[Passage shown]
May 22: Alessandro Scarlatti’s Il Trionfo dell’Onore presented by Underworld Productions Opera at Symphony Space. Musically and dramatically this was a polished and professional performance that made a very strong case that Scarlatti’s works need more productions.
May 25: Don Giovanni in a Brooklyn loft near the Gowanus Canal, presented by a wonderful new group called LoftOpera. Outside it looks like the setting of Il Tabarro, which takes place on a barge in the Seine River. Every few minutes the lights of a passing F train on elevated tracks formed a necklace moving against the dark of night. The loft was largely sound-proofed. One external noise penetrated the walls five minutes after the Commendatore was killed. It was the siren of an emergency vehicle and was the one time I can think of where that sound entering a theater space made perfect sense.
LoftOpera was founded in 2012 by Daniel Ellis-Ferris (the producer, who also sang Masetto) and Dean Buck, the conductor of the performance. Ellis-Ferris’s sister, Brianna Maury, is general manager. They were part of the Brooklyn loft show scene, but realized no one was doing opera. Their program statement says, “LoftOpera is an effort to rebrand opera in the underground music scene in Brooklyn. We use loft venues to create immersion theater, reduced length productions of great operas. The budget is low, the excitement is high, the beer is local brew, and the music is really, really good.” According to Ellis-Ferris, “Opera, when experienced this way, is kind of punk. As in, a whole lot of sound.”
I am down with all of this, except the word “rebrand” for opera. This art form is great and very often edgy. Let’s keep marketing-speak out of it, because that creates a context of looking at opera in ways that don’t benefit it or the people who perform it. The LoftOpera performance of Don Giovanni was sensational precisely because they eschewed any effort at “relevance” and dug deep into the ideas in the words and music and found very fresh, original ways of presenting them in this unusual space, one that became part of the performance. When the Don sang “Deh viene alla finestra” (“Come to the window”) there really was one.
The costuming by Barbara Begley was contemporary but with incredible attention to character. We perfectly understood class distinctions as Leporello’s bedraggled garments set him apart from Masetto’s rustic yellow shirt and suspenders, Don Ottavio’s burgundy vest and Don Giovanni’s very smart black suit with a blood-red handkerchief in his pocket. Comparable distinctions were found in the costumes of Zerlina, Donna Elvira and Donna Anna. Leporello’s catalogue aria was illustrated with a series of women’s underwear drawn from a sack, a brilliantly original idea, brilliantly executed.
The cast was wonderful. There were some notable cuts in arias and other music, recitatives and some dances, but the integrity of the story was not severely affected. Cuts in opera, though regrettable for obvious reasons, are hardly uncommon and many major companies do them all the time.
Here was immersive theater of great originality, presented by talented and serious young people. I have seldom exited an opera performance feeling so happy.
In my next article, I will offer New York-area opera lovers a lot to see and hear within reach of the metropolitan area this summer. The first thing you should check out is the American Lyric Theater, which presents InsightALT, a festival of new operas, at the JCC on Amsterdam Avenue. On May 28, Catherine Malfitano, the distinguished soprano, director and teacher, will conduct a master class in which she coaches some of the most talented young singers around in roles for three operas that ALT helped develop. The festival runs through June 3, including two symposia and presentations of the new operas.

[Your goal] In the opera review, which characters have costumes mentioned in the paragraph beginning "The costuming by Barbara Begley"?

[Given records]
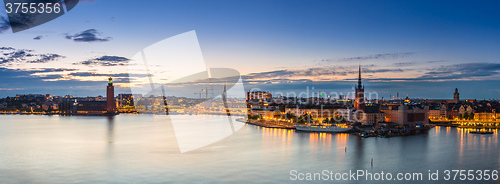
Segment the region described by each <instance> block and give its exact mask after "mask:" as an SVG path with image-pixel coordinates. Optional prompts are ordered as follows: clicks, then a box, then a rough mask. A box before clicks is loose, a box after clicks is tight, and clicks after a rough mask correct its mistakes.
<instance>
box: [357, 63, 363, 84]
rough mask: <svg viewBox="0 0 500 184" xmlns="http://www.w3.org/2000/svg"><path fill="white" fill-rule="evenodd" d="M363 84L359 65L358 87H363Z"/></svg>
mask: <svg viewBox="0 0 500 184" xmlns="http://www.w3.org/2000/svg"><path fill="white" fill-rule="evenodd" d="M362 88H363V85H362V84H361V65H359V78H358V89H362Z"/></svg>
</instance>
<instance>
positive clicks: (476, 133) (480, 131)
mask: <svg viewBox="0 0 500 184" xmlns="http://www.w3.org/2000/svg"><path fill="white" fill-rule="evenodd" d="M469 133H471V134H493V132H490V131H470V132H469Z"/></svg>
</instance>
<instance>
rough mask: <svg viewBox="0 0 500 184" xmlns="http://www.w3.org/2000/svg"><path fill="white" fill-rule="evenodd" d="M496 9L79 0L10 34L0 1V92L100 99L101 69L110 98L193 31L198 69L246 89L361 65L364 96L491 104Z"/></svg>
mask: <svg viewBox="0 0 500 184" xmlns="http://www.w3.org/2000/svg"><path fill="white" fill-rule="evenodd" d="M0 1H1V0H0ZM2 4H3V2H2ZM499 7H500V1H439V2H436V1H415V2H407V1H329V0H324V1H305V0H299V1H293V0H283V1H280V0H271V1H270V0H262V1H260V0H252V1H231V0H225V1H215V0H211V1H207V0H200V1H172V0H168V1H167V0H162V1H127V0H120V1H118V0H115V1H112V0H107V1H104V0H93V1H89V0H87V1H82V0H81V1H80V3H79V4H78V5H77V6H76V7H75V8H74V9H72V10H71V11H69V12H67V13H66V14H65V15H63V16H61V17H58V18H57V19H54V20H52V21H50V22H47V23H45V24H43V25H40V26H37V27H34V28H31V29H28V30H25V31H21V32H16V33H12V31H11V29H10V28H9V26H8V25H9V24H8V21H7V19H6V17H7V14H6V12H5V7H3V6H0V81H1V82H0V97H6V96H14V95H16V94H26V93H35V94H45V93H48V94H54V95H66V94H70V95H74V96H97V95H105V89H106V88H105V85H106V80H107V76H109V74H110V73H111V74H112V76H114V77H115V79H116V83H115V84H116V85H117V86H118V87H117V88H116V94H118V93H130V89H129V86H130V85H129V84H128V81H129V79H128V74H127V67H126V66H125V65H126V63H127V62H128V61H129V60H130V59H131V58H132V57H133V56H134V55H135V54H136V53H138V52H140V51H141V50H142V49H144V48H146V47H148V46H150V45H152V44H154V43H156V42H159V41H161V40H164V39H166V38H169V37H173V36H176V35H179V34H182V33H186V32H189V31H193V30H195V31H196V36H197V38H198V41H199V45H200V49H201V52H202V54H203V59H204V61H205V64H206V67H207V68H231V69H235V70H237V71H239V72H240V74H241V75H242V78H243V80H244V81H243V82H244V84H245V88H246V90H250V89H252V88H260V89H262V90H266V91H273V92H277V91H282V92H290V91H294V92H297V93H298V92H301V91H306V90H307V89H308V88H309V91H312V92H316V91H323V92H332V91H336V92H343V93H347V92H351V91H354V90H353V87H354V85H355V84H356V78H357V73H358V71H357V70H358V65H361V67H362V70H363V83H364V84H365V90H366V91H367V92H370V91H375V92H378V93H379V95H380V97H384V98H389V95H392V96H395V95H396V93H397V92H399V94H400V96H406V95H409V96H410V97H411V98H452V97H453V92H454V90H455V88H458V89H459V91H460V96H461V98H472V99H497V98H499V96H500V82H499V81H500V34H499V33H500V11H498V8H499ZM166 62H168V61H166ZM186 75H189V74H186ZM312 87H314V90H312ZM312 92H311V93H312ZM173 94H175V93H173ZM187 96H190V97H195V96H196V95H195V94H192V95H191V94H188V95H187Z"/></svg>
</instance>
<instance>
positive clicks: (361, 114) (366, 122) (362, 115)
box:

--

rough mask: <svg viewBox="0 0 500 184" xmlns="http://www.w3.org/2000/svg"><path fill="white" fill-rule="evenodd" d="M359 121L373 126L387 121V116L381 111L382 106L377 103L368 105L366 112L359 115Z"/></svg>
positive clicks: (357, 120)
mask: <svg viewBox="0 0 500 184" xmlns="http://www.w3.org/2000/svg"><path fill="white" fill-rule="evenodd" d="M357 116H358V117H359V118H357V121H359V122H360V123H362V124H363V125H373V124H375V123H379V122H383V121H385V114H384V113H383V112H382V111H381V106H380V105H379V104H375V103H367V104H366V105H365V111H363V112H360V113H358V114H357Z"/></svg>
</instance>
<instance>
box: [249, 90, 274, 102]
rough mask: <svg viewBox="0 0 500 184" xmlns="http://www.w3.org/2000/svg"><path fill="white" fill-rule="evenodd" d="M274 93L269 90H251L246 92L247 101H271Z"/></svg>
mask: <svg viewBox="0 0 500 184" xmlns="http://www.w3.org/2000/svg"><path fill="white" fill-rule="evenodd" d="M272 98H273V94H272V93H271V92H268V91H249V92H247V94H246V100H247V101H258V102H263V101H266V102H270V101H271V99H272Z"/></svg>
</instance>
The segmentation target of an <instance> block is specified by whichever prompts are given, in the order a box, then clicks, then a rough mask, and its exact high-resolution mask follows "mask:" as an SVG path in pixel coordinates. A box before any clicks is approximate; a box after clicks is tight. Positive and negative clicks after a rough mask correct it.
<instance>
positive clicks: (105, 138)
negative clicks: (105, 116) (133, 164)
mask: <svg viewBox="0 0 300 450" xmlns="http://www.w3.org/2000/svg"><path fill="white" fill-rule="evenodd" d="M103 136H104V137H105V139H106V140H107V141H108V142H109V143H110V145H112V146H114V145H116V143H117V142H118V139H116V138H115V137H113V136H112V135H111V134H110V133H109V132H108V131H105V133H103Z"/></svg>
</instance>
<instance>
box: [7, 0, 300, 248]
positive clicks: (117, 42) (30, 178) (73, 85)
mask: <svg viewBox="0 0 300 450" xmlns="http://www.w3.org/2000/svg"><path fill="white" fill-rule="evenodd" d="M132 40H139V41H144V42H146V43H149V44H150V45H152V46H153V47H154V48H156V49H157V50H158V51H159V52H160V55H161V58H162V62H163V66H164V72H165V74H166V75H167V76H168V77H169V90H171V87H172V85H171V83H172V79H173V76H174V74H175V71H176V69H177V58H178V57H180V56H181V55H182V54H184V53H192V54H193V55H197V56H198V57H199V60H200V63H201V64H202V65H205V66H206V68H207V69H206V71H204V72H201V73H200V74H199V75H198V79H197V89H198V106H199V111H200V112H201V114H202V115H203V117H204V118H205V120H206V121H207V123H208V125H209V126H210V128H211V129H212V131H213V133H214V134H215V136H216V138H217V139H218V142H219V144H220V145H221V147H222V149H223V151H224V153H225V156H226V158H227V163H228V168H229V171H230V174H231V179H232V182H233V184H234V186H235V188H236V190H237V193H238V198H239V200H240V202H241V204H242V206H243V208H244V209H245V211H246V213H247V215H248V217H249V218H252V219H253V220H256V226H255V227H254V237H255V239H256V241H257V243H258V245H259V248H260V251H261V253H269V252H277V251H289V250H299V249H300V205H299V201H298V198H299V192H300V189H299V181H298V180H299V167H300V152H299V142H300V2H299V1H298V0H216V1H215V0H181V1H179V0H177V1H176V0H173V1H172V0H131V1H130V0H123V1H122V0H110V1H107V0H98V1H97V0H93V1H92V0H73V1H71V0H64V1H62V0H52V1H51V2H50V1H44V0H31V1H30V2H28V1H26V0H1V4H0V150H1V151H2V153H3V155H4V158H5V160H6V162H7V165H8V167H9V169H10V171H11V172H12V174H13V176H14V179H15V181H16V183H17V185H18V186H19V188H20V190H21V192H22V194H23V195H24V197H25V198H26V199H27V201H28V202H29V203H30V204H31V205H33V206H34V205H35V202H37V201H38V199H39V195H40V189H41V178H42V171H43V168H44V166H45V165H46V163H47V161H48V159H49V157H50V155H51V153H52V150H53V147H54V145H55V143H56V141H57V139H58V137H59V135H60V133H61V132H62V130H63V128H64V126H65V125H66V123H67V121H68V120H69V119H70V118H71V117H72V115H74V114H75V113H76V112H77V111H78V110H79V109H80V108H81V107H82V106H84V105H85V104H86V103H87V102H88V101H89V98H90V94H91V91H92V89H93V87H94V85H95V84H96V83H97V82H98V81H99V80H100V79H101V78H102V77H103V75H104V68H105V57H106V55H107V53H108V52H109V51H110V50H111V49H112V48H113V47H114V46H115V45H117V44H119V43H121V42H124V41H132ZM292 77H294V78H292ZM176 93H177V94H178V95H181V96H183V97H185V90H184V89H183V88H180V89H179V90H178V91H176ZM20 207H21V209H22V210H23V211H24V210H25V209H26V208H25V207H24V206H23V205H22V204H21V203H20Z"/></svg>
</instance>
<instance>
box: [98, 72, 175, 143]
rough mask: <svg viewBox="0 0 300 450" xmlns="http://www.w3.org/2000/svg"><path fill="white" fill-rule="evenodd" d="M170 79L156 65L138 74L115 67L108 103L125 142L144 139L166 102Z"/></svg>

...

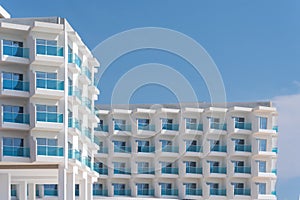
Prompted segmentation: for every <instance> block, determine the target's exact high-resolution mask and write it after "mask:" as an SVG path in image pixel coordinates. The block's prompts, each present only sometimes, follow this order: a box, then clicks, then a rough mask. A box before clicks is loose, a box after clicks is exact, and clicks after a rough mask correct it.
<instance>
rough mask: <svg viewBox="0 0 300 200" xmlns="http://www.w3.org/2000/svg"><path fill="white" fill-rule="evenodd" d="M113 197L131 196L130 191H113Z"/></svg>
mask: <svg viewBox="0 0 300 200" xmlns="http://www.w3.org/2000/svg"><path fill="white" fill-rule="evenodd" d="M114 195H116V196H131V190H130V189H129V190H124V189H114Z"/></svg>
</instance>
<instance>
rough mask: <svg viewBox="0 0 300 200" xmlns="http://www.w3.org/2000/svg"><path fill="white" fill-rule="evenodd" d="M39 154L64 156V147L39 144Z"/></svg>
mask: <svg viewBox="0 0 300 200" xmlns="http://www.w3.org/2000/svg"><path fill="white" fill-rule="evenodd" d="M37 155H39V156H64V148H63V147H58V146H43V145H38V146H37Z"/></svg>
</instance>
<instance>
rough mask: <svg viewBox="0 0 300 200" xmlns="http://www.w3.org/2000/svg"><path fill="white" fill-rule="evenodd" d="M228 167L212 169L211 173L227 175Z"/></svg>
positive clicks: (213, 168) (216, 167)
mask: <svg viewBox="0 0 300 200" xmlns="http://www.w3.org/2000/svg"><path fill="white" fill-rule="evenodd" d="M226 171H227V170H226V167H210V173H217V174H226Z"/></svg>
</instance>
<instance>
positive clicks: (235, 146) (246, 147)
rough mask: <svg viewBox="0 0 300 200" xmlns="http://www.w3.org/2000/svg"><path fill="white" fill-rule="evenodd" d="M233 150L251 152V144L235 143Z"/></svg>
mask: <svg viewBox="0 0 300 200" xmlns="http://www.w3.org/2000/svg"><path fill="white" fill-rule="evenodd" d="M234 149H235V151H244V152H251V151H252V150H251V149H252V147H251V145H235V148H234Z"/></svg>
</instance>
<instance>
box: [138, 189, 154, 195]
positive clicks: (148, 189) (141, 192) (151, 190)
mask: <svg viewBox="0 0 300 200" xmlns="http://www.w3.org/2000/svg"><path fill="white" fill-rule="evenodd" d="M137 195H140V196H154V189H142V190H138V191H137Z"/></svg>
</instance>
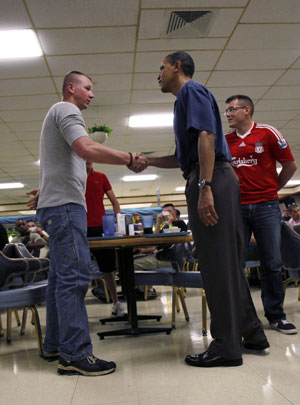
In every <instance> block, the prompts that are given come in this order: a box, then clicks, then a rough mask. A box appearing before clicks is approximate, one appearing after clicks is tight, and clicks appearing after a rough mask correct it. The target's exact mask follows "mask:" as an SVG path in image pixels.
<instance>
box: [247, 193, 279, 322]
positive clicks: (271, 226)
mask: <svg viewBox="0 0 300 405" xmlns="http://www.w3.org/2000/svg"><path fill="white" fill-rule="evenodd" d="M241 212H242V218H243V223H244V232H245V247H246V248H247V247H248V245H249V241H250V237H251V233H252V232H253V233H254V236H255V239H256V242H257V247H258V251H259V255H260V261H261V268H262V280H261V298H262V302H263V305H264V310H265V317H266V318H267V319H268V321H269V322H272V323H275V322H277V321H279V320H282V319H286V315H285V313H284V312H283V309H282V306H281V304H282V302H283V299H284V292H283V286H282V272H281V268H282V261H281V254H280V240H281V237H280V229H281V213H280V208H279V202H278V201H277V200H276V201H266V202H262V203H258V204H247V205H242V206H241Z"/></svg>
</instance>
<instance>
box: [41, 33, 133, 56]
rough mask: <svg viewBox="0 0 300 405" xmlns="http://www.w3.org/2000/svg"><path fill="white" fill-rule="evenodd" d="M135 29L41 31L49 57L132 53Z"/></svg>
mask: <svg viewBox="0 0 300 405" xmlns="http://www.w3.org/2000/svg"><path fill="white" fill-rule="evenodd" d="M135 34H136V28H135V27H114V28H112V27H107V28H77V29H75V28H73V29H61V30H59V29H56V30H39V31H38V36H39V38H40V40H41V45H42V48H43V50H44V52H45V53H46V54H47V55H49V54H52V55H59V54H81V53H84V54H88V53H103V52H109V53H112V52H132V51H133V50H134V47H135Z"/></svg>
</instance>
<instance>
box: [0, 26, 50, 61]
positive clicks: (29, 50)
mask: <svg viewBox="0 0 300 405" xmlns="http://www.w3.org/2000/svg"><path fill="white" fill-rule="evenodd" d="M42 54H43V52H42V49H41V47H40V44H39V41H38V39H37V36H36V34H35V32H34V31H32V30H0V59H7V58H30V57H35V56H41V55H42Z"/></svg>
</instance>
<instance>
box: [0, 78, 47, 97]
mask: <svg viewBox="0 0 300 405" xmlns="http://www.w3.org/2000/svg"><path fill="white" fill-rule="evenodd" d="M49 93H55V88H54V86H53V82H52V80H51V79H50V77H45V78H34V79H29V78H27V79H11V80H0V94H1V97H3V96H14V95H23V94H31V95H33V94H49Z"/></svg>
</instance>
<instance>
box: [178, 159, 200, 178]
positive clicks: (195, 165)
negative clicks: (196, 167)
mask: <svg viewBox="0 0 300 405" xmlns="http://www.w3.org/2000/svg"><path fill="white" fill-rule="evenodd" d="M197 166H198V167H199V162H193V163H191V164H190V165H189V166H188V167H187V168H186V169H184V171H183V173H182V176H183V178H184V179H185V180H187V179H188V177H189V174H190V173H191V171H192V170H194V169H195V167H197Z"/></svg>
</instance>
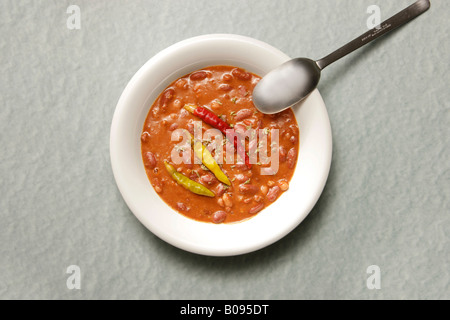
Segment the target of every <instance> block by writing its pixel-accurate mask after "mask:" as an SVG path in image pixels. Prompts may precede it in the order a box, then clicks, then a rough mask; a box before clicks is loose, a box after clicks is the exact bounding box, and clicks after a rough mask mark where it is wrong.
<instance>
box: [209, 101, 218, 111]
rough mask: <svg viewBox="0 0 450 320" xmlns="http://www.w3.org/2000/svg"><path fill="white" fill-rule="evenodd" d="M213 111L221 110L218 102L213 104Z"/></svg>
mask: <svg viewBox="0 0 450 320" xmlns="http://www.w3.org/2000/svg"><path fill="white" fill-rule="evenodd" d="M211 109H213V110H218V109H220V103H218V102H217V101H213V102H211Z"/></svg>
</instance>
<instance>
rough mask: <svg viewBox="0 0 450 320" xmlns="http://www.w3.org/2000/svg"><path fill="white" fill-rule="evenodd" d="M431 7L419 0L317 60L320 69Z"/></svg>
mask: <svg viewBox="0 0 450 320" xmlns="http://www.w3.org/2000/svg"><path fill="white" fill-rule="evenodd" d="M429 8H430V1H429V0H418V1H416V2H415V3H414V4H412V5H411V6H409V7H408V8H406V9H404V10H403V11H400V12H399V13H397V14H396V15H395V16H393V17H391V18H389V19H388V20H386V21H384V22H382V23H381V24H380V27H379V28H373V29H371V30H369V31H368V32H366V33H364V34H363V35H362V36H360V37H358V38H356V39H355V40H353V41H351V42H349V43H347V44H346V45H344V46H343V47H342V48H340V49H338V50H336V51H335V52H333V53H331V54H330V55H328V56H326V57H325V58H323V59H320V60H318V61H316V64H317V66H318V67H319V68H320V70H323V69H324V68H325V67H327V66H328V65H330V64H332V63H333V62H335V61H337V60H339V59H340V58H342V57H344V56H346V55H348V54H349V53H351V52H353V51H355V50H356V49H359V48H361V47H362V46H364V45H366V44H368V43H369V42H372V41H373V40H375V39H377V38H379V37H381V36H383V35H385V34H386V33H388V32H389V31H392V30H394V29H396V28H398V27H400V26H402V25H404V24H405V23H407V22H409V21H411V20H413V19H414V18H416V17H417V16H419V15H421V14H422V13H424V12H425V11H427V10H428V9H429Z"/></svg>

[Response to the task] Leporello, Masetto, Don Ottavio, Don Giovanni, Zerlina, Donna Elvira, Donna Anna